◆ **WHAT IS BEING ASKED**
Return only the lines from the top of the material through the line marked by "Objective — one marker per instance of the building", unaltered.

◆ **SUPPLIED DATA**

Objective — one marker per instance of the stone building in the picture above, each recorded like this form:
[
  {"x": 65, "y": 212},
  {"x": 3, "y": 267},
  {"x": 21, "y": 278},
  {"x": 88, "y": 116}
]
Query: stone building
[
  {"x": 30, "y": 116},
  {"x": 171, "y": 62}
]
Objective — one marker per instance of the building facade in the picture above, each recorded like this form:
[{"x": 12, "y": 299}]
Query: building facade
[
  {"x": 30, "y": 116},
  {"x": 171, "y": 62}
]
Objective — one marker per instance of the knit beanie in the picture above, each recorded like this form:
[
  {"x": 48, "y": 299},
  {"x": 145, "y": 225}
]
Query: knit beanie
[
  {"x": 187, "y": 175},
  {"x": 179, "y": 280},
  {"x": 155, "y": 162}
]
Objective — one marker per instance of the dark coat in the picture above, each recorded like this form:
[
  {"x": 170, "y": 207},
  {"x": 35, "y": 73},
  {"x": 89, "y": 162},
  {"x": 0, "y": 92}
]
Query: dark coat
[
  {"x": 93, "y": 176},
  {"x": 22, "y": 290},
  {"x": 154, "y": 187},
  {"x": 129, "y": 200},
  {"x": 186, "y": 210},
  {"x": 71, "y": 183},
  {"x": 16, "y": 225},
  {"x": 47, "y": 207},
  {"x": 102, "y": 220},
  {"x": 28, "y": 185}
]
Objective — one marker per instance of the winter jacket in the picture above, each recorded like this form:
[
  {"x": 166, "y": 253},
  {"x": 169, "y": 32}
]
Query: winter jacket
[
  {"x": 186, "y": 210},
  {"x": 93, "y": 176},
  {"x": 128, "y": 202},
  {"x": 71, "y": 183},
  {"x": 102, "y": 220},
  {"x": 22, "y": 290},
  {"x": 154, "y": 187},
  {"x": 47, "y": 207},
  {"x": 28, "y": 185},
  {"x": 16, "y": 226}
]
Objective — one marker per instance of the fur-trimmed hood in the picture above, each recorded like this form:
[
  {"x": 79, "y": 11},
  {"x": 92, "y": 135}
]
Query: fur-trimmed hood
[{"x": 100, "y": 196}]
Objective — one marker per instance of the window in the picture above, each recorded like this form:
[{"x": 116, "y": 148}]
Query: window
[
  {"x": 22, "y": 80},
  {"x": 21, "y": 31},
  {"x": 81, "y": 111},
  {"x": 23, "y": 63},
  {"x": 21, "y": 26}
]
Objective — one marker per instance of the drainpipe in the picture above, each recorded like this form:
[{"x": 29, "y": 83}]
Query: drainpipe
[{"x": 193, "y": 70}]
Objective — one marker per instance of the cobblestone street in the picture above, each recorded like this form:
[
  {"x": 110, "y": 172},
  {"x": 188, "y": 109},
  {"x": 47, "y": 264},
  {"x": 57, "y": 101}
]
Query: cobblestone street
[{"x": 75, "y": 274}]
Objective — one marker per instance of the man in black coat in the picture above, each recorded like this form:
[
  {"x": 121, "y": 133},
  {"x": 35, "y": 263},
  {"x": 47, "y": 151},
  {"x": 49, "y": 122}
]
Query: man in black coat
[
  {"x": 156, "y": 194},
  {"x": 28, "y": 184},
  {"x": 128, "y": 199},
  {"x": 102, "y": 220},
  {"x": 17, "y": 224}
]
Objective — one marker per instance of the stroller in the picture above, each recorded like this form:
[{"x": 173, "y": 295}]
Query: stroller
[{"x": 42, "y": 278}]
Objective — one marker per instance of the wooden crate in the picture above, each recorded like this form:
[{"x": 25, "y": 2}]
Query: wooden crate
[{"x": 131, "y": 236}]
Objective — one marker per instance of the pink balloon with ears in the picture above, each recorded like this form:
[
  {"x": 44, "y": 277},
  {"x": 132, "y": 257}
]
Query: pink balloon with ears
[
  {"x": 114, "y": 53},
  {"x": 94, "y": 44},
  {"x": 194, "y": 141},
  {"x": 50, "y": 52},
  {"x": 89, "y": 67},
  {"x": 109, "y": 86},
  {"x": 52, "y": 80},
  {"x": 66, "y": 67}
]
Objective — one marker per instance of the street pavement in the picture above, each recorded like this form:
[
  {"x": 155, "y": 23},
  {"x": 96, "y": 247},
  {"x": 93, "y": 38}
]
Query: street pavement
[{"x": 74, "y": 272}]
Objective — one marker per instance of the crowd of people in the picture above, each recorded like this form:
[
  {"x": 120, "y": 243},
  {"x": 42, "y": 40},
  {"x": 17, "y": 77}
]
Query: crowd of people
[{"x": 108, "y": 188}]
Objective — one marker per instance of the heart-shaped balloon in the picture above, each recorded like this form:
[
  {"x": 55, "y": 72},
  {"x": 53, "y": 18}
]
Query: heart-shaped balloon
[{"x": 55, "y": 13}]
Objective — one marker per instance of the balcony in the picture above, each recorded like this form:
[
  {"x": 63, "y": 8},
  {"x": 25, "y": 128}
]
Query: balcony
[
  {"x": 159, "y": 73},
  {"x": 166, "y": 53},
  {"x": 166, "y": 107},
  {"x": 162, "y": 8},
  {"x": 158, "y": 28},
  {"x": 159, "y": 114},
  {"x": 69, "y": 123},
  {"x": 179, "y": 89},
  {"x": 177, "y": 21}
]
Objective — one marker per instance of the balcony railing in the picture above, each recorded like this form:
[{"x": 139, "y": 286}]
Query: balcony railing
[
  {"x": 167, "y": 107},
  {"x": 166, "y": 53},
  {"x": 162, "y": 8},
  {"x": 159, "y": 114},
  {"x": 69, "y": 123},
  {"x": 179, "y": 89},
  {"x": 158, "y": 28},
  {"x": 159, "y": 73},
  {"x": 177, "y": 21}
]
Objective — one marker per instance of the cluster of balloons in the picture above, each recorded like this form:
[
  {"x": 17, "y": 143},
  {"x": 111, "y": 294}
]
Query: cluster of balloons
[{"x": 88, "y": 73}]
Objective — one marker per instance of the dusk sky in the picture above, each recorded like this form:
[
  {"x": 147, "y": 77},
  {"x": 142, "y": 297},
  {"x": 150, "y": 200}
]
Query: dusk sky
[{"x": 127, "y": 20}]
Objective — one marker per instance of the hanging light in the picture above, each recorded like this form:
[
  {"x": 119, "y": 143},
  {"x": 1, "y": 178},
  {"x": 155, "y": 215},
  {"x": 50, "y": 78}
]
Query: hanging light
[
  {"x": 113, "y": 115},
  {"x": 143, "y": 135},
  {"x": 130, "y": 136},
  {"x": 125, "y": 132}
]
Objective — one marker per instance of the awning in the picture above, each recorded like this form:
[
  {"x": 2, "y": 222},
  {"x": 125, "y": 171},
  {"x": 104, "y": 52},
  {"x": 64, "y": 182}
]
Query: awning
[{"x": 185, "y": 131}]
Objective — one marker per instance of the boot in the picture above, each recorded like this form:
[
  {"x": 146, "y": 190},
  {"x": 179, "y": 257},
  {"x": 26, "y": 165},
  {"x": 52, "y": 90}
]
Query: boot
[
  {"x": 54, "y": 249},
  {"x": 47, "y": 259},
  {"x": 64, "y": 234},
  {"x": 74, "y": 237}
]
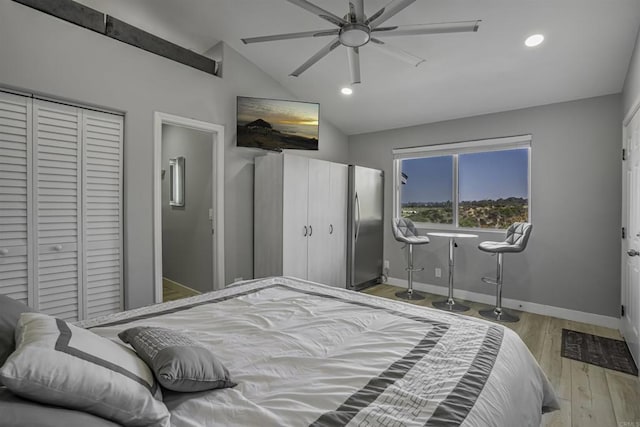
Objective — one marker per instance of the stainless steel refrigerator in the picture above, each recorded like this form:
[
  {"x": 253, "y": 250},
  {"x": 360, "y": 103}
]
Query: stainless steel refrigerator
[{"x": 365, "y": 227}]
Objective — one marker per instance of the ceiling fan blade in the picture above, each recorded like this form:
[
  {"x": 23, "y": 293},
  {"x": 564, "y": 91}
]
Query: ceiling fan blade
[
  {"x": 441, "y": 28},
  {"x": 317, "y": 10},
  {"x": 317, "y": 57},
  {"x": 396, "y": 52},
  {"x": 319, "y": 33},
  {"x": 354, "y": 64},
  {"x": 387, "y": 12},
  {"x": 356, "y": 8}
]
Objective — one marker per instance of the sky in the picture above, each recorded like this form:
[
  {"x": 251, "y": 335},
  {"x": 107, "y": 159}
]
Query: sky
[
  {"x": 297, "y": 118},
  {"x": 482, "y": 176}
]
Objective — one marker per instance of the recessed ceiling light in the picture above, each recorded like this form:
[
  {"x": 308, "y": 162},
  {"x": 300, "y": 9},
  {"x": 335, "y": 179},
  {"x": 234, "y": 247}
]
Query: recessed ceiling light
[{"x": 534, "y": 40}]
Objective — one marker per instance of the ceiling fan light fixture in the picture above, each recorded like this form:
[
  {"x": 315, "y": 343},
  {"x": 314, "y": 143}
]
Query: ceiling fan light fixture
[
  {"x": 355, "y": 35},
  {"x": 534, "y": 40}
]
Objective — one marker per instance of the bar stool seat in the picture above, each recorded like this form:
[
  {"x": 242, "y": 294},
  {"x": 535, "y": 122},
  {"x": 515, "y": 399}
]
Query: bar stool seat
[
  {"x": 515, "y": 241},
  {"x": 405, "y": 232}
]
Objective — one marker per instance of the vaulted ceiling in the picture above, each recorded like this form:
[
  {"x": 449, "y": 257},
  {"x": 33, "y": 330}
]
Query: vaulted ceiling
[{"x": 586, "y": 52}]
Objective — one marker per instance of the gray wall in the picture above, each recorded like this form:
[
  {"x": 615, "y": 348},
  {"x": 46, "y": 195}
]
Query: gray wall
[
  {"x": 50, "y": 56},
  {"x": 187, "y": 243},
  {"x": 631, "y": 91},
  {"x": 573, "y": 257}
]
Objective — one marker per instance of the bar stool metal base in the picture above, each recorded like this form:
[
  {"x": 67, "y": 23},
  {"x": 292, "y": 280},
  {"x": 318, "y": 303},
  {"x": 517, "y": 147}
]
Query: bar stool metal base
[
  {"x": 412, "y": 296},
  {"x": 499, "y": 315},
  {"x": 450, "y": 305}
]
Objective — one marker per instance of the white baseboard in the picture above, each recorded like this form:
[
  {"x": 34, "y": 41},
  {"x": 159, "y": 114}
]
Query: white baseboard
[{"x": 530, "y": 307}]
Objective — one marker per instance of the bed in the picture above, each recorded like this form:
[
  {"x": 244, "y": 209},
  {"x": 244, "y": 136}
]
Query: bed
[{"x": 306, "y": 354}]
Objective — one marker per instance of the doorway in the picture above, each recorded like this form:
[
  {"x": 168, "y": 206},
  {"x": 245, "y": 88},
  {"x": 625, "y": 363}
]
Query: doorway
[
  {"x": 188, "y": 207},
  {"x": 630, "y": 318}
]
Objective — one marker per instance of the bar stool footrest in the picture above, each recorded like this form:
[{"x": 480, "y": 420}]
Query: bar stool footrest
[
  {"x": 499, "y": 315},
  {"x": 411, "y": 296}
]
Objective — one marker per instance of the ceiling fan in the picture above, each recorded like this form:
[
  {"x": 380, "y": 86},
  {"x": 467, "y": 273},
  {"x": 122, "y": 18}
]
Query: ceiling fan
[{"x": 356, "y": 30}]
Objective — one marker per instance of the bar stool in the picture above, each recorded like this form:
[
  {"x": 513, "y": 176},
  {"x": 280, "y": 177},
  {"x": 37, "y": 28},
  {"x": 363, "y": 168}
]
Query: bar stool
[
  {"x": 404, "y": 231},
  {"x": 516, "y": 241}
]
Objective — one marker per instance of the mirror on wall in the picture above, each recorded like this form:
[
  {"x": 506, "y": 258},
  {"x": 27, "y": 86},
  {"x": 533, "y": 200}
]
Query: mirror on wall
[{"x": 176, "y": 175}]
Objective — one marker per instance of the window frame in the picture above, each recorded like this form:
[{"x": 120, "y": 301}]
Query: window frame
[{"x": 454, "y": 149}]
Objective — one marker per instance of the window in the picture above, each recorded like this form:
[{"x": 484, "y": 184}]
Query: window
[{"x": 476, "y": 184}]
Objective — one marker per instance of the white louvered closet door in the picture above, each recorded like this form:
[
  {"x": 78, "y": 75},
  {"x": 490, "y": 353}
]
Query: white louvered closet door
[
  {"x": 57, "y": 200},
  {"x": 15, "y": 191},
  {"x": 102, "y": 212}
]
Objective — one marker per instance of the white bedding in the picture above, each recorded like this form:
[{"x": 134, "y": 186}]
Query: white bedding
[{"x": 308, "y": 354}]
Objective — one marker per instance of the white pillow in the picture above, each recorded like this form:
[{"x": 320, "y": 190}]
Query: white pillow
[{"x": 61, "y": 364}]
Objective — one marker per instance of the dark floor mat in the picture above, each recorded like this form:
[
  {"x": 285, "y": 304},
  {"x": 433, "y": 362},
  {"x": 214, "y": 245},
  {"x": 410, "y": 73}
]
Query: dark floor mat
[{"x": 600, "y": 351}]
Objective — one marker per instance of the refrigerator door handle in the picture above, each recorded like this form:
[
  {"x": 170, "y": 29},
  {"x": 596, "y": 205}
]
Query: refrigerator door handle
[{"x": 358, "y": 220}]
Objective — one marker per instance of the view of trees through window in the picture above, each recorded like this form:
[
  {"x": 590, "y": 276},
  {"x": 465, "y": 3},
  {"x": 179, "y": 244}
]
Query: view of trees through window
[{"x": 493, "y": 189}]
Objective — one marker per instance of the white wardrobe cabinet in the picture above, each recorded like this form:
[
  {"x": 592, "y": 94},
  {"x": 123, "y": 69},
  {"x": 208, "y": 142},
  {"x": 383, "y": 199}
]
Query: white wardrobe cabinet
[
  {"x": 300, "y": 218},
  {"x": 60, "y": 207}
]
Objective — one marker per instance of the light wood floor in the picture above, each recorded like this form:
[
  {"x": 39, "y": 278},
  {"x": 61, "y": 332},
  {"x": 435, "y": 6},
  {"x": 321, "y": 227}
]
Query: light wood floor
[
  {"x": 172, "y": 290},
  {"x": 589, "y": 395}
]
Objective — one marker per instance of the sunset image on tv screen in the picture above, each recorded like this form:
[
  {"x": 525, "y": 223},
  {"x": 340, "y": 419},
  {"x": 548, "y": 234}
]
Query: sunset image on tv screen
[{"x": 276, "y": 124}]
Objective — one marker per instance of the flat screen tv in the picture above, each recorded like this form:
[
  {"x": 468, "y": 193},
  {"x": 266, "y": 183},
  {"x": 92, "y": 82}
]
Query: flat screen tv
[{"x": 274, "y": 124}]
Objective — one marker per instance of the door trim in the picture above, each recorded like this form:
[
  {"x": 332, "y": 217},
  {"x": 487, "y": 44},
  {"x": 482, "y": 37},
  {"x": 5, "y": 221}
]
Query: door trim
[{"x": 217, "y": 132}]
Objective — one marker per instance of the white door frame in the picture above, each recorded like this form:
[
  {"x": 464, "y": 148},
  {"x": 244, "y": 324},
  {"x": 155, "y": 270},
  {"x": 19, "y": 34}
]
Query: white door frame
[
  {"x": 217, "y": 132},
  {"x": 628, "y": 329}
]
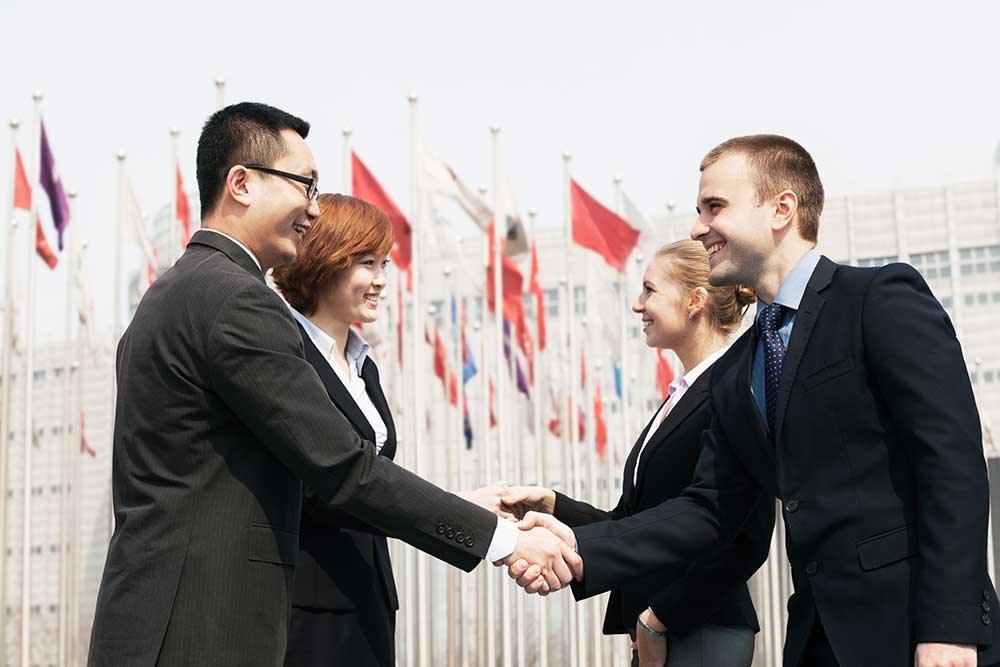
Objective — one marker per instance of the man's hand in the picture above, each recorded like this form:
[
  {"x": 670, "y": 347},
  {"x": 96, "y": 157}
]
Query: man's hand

◆ **WRITTEN SOLUTION**
Objective — one marker per instance of the stone building in the picture above, each recorded like this form:
[
  {"x": 65, "y": 212},
  {"x": 3, "y": 267},
  {"x": 21, "y": 278},
  {"x": 88, "y": 116}
]
Query: stone building
[
  {"x": 30, "y": 116},
  {"x": 171, "y": 62}
]
Objective — one marker per instance of the building facade in the picture above, each recorded like this form:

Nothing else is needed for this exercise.